Records shown:

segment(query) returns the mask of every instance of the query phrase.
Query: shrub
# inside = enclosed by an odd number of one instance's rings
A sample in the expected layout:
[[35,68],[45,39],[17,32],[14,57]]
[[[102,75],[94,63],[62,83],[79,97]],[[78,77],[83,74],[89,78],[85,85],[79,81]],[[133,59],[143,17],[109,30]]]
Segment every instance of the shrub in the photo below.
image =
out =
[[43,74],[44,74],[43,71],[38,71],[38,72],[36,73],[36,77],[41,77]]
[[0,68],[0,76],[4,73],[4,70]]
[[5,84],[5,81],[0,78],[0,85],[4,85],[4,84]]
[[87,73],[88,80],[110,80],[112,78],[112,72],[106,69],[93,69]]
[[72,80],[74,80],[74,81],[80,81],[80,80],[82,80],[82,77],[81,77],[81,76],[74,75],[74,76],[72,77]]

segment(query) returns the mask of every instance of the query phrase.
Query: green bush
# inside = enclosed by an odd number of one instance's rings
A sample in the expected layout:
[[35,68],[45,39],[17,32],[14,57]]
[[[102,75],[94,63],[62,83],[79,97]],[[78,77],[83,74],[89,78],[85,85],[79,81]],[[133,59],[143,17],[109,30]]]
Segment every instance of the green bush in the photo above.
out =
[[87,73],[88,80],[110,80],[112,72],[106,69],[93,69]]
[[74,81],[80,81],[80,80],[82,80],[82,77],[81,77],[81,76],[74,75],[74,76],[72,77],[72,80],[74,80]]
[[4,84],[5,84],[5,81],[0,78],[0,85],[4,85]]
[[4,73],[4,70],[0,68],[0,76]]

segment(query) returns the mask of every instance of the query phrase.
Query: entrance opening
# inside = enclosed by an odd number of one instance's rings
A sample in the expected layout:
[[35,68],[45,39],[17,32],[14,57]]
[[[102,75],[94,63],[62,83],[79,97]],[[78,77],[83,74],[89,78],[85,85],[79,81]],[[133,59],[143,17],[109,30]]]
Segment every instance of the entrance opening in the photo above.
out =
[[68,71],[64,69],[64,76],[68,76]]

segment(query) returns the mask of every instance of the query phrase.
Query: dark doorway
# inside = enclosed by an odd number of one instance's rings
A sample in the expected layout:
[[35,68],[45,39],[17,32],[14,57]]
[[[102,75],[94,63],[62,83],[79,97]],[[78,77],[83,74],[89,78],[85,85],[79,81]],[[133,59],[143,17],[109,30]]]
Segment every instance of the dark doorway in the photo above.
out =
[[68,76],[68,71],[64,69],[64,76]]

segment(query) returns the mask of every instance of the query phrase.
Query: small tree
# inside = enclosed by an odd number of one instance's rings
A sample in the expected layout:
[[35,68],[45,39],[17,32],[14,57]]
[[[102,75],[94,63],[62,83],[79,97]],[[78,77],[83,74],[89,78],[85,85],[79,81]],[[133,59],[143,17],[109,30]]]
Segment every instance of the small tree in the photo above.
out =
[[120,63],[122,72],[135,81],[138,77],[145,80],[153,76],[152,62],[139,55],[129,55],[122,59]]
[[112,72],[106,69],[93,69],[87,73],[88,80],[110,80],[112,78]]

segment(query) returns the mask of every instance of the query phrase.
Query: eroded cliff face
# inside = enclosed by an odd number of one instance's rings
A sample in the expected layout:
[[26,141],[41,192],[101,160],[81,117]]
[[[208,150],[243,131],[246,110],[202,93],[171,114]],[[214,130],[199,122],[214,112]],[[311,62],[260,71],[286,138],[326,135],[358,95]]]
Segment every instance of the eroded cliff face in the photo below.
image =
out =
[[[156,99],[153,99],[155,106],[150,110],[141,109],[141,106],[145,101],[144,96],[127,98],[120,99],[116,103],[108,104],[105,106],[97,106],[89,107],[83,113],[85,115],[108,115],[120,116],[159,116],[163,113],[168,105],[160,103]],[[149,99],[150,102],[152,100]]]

Written task:
Quote all of the material above word for word, keeping every line as it appears.

Solution for this task:
segment(query) returns the mask of every instance of the query phrase.
Query: shrub
# inside = enclosed by an odd number of one instance's rings
A sample in the expected layout:
[[35,68],[45,39],[17,32],[14,57]]
[[[102,75],[94,63],[62,83],[79,97]],[[78,77],[83,74],[89,78],[85,85],[79,81]],[[133,59],[143,17],[109,30]]]
Segment every instance of the shrub in the photo below.
image =
out =
[[43,74],[44,74],[43,71],[38,71],[38,72],[36,73],[36,77],[41,77]]
[[0,68],[0,76],[4,73],[4,70]]
[[5,84],[5,81],[0,78],[0,85],[4,85],[4,84]]
[[87,73],[88,80],[110,80],[112,78],[112,72],[106,69],[93,69]]
[[72,80],[74,80],[74,81],[80,81],[80,80],[82,80],[82,77],[81,77],[81,76],[74,75],[74,76],[72,77]]

segment(query) returns the mask of every instance of the query phrase.
Query: green bush
# inside = enclosed by an odd number of one instance's rings
A sample in the expected layout:
[[35,68],[45,39],[17,32],[14,57]]
[[[102,75],[94,63],[62,83],[79,97]],[[78,77],[83,74],[89,78],[85,85],[79,81]],[[133,59],[143,17],[109,30]]]
Segment every instance of the green bush in the photo above.
out =
[[87,73],[88,80],[110,80],[112,72],[106,69],[93,69]]
[[74,81],[80,81],[80,80],[82,80],[82,77],[81,77],[81,76],[74,75],[74,76],[72,77],[72,80],[74,80]]
[[4,84],[5,84],[5,81],[0,78],[0,85],[4,85]]
[[4,73],[4,70],[0,68],[0,76]]

segment(query) returns the mask of every instance of the query phrase.
Query: entrance opening
# inside = enclosed by an odd number of one instance's rings
A sample in the expected layout:
[[35,68],[45,39],[17,32],[14,57]]
[[[102,75],[94,63],[62,83],[79,97]],[[78,77],[83,74],[89,78],[85,85],[79,81]],[[133,59],[143,17],[109,30]]]
Segment every instance of the entrance opening in the photo above.
out =
[[68,71],[64,69],[64,76],[68,76]]

segment(query) returns the mask of every instance of the query phrase.
Query: dark doorway
# inside = enclosed by an odd number of one instance's rings
A sample in the expected layout:
[[35,68],[45,39],[17,32],[14,57]]
[[[102,75],[94,63],[62,83],[79,97]],[[78,77],[83,74],[89,78],[85,85],[79,81]],[[133,59],[143,17],[109,30]]]
Segment every instance of the dark doorway in the photo above.
out =
[[68,76],[68,71],[64,69],[64,76]]

segment(query) returns the mask of every instance of the query phrase.
Query: small tree
# inside = enclosed by an odd number of one instance's rings
A sample in the expected layout:
[[35,68],[45,39],[17,32],[14,57]]
[[[102,75],[94,63],[62,83],[79,97]],[[78,77],[83,74],[89,78],[85,85],[79,81]],[[133,59],[143,17],[109,30]]]
Segment every instance of the small tree in the photo above.
out =
[[120,63],[122,72],[135,81],[138,77],[145,80],[153,76],[152,62],[139,55],[129,55],[122,59]]
[[112,72],[106,69],[93,69],[87,73],[88,80],[110,80],[112,78]]

segment(query) returns the mask of every instance of the query phrase.
Query: eroded cliff face
# inside = enclosed by an odd number of one instance's rings
A sample in the expected layout:
[[26,141],[41,192],[101,160],[81,117]]
[[[208,150],[243,131],[246,110],[202,93],[171,114]],[[214,130],[199,122],[214,112]],[[311,62],[260,71],[286,138],[326,135],[358,95]]]
Segment every instance of the eroded cliff face in the photo below.
image =
out =
[[[156,99],[153,99],[155,106],[150,110],[141,109],[141,106],[145,101],[144,96],[127,98],[120,99],[116,103],[108,104],[105,106],[97,106],[89,107],[83,113],[85,115],[108,115],[120,116],[159,116],[163,113],[168,105],[160,103]],[[149,99],[150,102],[152,100]]]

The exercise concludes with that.